**Goal of the exercise**
Reproduce the records below exactly as they appear.

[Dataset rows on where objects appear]
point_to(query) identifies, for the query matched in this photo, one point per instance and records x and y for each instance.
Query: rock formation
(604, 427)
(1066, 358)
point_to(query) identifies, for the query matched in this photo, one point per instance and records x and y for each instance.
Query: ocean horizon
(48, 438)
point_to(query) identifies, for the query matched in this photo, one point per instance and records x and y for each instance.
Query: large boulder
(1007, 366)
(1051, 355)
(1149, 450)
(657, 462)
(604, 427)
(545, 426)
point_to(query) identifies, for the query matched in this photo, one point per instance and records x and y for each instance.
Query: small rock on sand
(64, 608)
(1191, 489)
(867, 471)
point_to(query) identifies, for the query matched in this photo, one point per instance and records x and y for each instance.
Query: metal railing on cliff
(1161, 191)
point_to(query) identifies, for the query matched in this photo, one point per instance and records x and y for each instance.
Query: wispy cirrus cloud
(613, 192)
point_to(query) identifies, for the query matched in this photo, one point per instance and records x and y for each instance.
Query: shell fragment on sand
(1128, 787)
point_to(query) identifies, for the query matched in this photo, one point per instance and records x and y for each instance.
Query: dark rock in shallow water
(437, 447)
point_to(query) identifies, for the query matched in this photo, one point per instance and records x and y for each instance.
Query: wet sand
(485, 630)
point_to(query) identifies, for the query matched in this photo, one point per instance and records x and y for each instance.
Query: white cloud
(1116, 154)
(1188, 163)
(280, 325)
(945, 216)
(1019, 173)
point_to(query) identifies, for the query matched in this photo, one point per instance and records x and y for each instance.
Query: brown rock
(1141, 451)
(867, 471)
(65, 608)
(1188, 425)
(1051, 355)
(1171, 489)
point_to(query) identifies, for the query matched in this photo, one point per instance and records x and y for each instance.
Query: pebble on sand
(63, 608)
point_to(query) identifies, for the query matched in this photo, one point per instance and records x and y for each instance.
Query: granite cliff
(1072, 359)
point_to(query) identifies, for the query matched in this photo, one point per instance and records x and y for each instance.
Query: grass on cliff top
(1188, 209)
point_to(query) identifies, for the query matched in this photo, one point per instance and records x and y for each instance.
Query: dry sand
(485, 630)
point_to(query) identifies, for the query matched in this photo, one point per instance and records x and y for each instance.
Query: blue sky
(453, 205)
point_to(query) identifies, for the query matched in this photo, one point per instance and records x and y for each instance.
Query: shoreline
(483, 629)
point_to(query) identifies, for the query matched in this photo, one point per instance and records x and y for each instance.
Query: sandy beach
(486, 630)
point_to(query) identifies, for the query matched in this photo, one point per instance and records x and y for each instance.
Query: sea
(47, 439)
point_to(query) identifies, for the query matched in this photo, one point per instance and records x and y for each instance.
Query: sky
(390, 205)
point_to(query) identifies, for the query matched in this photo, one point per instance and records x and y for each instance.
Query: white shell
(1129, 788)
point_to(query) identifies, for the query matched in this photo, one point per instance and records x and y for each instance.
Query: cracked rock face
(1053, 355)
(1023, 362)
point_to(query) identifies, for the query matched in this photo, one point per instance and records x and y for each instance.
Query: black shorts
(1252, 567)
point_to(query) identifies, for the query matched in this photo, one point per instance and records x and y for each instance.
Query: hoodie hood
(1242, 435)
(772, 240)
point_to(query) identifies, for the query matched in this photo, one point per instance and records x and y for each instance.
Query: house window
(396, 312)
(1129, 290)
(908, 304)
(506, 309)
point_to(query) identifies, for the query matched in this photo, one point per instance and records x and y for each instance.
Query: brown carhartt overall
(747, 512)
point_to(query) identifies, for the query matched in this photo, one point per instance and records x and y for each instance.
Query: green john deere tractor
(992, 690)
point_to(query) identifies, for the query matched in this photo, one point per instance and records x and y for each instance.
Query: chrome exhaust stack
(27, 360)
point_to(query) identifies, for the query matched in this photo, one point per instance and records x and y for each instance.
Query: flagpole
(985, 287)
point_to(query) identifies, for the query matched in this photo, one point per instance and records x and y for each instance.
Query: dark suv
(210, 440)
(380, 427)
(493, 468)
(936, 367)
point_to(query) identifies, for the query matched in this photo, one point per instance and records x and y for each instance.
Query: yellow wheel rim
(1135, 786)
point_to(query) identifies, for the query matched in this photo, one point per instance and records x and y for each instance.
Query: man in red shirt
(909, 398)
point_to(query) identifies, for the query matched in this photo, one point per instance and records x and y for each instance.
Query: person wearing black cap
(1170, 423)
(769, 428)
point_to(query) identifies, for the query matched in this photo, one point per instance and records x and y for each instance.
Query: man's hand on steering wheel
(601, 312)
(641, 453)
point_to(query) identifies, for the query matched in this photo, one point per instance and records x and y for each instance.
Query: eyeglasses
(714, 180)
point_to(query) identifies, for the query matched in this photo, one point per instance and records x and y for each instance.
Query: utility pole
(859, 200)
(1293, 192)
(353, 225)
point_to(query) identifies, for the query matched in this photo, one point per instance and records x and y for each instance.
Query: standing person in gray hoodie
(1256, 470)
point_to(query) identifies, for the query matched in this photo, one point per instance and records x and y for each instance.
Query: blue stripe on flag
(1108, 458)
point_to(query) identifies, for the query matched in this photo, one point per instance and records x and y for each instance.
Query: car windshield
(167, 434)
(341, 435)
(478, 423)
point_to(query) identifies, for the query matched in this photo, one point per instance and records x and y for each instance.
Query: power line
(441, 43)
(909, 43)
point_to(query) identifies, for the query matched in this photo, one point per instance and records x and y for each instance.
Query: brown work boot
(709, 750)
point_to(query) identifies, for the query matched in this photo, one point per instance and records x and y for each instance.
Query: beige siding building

**Exercise response**
point_to(query) identifies, for the query matched in this photo, one point per instance and records x and y for each instance.
Query: rock formation
(604, 427)
(1066, 358)
point_to(query) identifies, for the query matched in this photo, one point per instance and records x and y for each instance.
Query: ocean horizon
(48, 438)
point_to(query) identifies, for the query matched in this photo, one point per instance and records x and y for each instance.
Query: large boulder
(1007, 366)
(1051, 355)
(1149, 450)
(657, 462)
(604, 427)
(545, 426)
point_to(query) identifies, for the query matched in this photo, one point per instance and records x and y for each instance.
Query: small rock on sand
(64, 608)
(1191, 489)
(867, 471)
point_to(query) identifies, for the query matched in this photo, one point per instance and records x and y for each instance.
Query: metal railing on cliff
(1161, 191)
point_to(query) identifies, for the query matched in this photo, one point per instance and records x and y for each instance.
Query: wispy cirrus cloud
(613, 192)
point_to(query) identifies, for the query matched in this photo, one point per instance and records x and y for each instance.
Query: shell fragment on sand
(1128, 787)
point_to(query) identifies, for the query matched in this photo, one point per instance and records x and y for each instance.
Query: dark rock in shallow water
(437, 447)
point_to(query) identifies, for the query matched in this photo, one point per instance and records x and y for each instance.
Query: wet sand
(485, 630)
point_to(query) identifies, for the query matched in this photo, one point per instance and records x and y for each instance.
Query: white cloud
(1116, 154)
(1188, 163)
(280, 325)
(945, 216)
(1019, 173)
point_to(query) identifies, for the query matched in this photo, one point per instance and records x and y for each instance.
Query: brown rock
(1141, 451)
(867, 471)
(65, 608)
(1188, 425)
(1051, 355)
(1171, 489)
point_to(query) identifies, for the query matched in this photo, one point per instance and records x and y for each instance.
Query: pebble on sand
(63, 608)
point_to(query) identifies, for the query matched in this photo, one point per instance and records x and y for each instance.
Query: granite cliff
(1072, 359)
point_to(query) identifies, for the query matched in this photo, one point per instance and records x and y for each instance.
Query: grass on cliff top
(1188, 209)
point_to(query) identifies, for the query matched in this photo, one point per instance and records x and y for each instance.
Query: dry sand
(485, 630)
point_to(query) identifies, for the query matched in this photo, one point per instance and records x and y for each instance.
Query: blue sky
(453, 205)
point_to(query) identifies, for the query matched in this photo, one point per instance and records x and y for each instance.
Query: shoreline
(483, 629)
point_to(query) identifies, for the query matched in this photo, one point per instance and records x and y for each instance.
Query: sandy beach
(486, 630)
point_to(query) identifies, for the query matched in this photo, one point per instance and records x and y for each instance.
Query: sea
(47, 439)
point_to(query) identifies, for the query matched in this photo, one point per instance and records x and y for each instance.
Query: sky
(390, 205)
point_to(query) identifies, for the query matched in this photo, one point per instance and records x and y for each instance.
Query: white shell
(1129, 788)
point_to(query) identifies, for the query matched in this photo, one point per instance and records x and y for each instance.
Query: cracked rock face
(1053, 355)
(1023, 362)
point_to(query) identifies, for the query matched in this photo, one point per instance and records x and y for each instance.
Query: black shorts
(1252, 567)
point_to(query) identifies, for the query matched in this photo, one point per instance and records x and y for each instance.
Query: hoodie hood
(1242, 435)
(772, 240)
point_to(query) identifies, for the query matched in this photo, one point per instance and records x and y for each instance.
Query: house window
(396, 312)
(1129, 290)
(908, 304)
(506, 309)
point_to(query) identifies, for the query matched in this photo, one point per instance and records x and y for each instance.
Query: brown carhartt overall
(747, 512)
point_to(query) identifies, for the query matched in this photo, one point per instance and records x and y for each instance.
Query: green john deere tractor
(992, 690)
point_to(query) identifies, for the query matched in this photo, one point per instance and records x and y for each instance.
Query: chrome exhaust stack
(27, 360)
point_to(query) identifies, for the query matched in this photo, one point per instance and records x and y for each instance.
Query: flagpole
(985, 287)
point_to(query) identifies, for the query matched in this photo, one point per instance and records x and y for each instance.
Query: dark suv
(210, 440)
(380, 427)
(493, 468)
(936, 367)
point_to(query) identifies, for the query matched in this photo, one point per instance and records x and y for each instance.
Query: yellow wheel rim
(1135, 786)
point_to(query) identifies, for the query matched in this photo, one point per instance and records x and y for each instance.
Query: man in red shirt
(909, 398)
point_to(query) identifies, for the query matched in this photo, one point per instance and records x and y for each instance.
Query: person wearing black cap
(1170, 423)
(769, 428)
point_to(query) identifies, for the query matched in this photo, one point per instance and records x and y for each instance.
Query: man's hand on steering wheel
(601, 312)
(641, 453)
point_to(query) identifies, for the query matched in this photo, one point per instance and records x and y for each instance.
Query: eyeglasses
(714, 180)
point_to(query) identifies, for the query matched in this photo, one point per instance and records x and y for each instance.
Query: utility pole
(859, 200)
(1293, 192)
(353, 225)
point_to(query) identifies, for the query matched in this photo, one point per instance and records x and y for each instance.
Query: standing person in gray hoodie
(1256, 470)
point_to(query) identifies, for the query matched in this photo, one point per instance and records x and y for each instance.
Query: blue stripe on flag
(1108, 458)
point_to(query) identifies, for the query matched in this photo, one point per instance and records x and y for each instance.
Query: car windshield
(167, 434)
(341, 435)
(478, 423)
point_to(query) identifies, for the query matched in this photo, one point per instance and records x and y for each instance.
Query: power line
(441, 43)
(909, 43)
point_to(query) identifies, for the query matched in this photo, one point per instance and records x and y for each instance.
Query: brown work boot
(709, 750)
point_to(query) identifies, for the query matched in this photo, one point per instance and records x and y for each instance.
Query: beige siding building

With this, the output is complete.